> _Quoted passage_:
Fighting Cancer Underground: Hypoxia Tolerant Spalax Hides the Key for Treatment

Date: Sunday, January 12, 2014
Time: 12:15 PM
Room: Pacific Salon 4-5 (2nd Floor)
Aaron Avivi , Institute of Evolution, Haifa University, Israel, Haifa, Israel
Underground Fighting of Cancer: Hypoxia-Tolerant Spalax Hides the Key for Treatment and Prevention

Imad Shams, Irena Manov, Assaf Malik*, Mark Band, Aaron Avivi

Evolution Institute, Haifa University, Haifa 31095, Israel and * Comparative and Functional Genomics, University of Illinois, Urbana, Illinois 61801, USA

The subterranean blind mole-rat (Spalax) is a long-lived (>20 years), wild, solitary rodent of the Mediterranean region. Spalax inhabits a system of poorly ventilated, dark, sealed underground tunnels and has evolved unique adaptive complex mechanisms for surviving underground, including coping with extreme hypoxia and hypercapnia. Spalax is able to maintain intensive aerobic work down to 3% O2.

 Hypoxia can result in a failure to maintain essential cellular functions and contributes to heart and lung diseases, brain strokes and cancer, which together are the primary sources of morbidity in the Western world. A long and growing list of genes exhibits hypoxia-related adaptations in structure and function in Spalax, among them major genes directly related to cancer development: VEGF, a major angiogenic growth factor, is constitutively maximally expressed in Spalax like in tumors; p53 , an important cancer-suppressor, harbors mutations in its DNA-binding domain, identical to the most common inactivating mutations of tumors- p53, which in Spalax abrogate apoptosis but favor cell cycle arrest/DNA repair; and heparanase, a protein highly affecting cancer progression, that in Spalax has a unique splice variant decreasing tumor size in mice by a factor of 7 and reducing metastatic activity compared to native heparanase. Furthermore, assessment of Spalax transcriptome assembly and expression data revealed enrichment of genes overlapping cancer-resistance and hypoxia-tolerance.

During 50 years studying thousands of animals, we have never observed spontaneous tumors in Spalax. An attempt to induce cancer in Spalax with chemical carcinogens that induced cancer in 100% of mice and rats identically treated, demonstrated that Spalax is extremely resistant also to induced cancer. Furthermore, fibroblast cells from Spalax, regardless of the subspecies, sex and age inhibit growth and kill cancer cells from various tissues and species, importantly including human. This is exhibited in both co-culture system or by exposure to conditioned media harvested from Spalax fibroblasts. Cancer cell death was accompanied by decreased cancer cell viability and proliferation, reduced colony formation in soft agar, disturbed cell cycle progression, chromatin condensation, nuclei deformation and mitochondrial fragmentation.

Many renowned cancer scientists have already stated that “The classical mice model for cancer research has little predictive value and a negligible relation to that of human. Far more than anything else, the lack of good experimental animals has become the rate-limiting step in human cancer research” Therefore, it would be extremely useful to study naturally cancer-resistant animals. Our results may lead to a breakthrough in the conservative paradigm of cancer research, completely dependent on laboratory, inbred rodents, and place Spalax as the ‘missing’, appropriate candidate animal for such studies. We anticipate that the long lived, hypoxia- and cancer-tolerant Spalax will turn out to be a significant biological resource to biomedical research as an organism for treatment and prevention of cancer in humans.

> _Given information_:
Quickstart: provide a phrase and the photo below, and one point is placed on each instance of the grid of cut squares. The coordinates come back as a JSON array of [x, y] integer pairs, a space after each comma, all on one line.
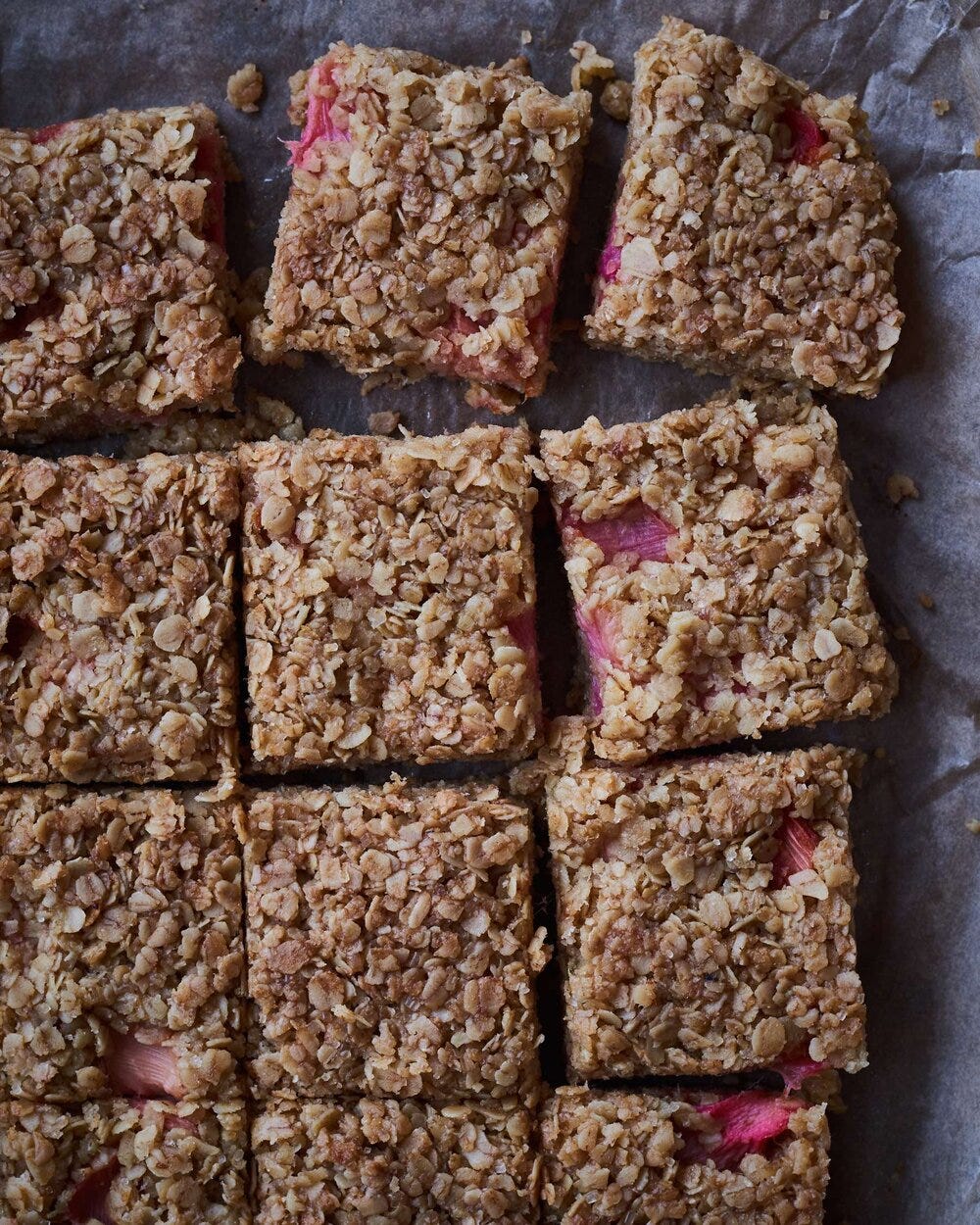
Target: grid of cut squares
[[391, 942], [390, 599], [116, 289], [117, 631], [136, 1161], [331, 1162], [122, 961], [612, 1156], [705, 915], [753, 231], [426, 220], [718, 573]]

> _Problem 1_:
For each statement (a), (b), (c), say whether it agrees with the abstract on the blind mole-rat above, answering yes or no and quoting the deciding words. (a) Spalax can keep up intensive aerobic work down to 3% oxygen. (b) The chemical carcinogens used in the attempt on Spalax caused cancer in about half of the identically treated mice and rats. (c) Spalax fibroblast cells were shown to kill cancer cells only from rodents.
> _Problem 2_:
Rewrite the paragraph of the blind mole-rat abstract that begins "During 50 years studying thousands of animals" as a short list that keeps its main facts.

> _Expected output 1_:
(a) Yes: "Spalax is able to maintain intensive aerobic work down to 3% O2."
(b) No: "induced cancer in 100% of mice and rats identically treated"
(c) No: "kill cancer cells from various tissues and species, importantly including human"

> _Expected output 2_:
- In 50 years of studying thousands of animals, no spontaneous tumors were seen in Spalax.
- Chemical carcinogens that caused cancer in 100% of identically treated mice and rats showed Spalax to be extremely resistant to induced cancer.
- Spalax fibroblasts inhibit growth of and kill cancer cells from various tissues and species, including human, regardless of the subspecies, sex and age of the Spalax they come from.
- This happens both in co-culture and with conditioned media from the fibroblasts.
- Cancer cell death came with lower viability and proliferation, reduced colony formation in soft agar, disturbed cell cycle progression, chromatin condensation, nuclei deformation and mitochondrial fragmentation.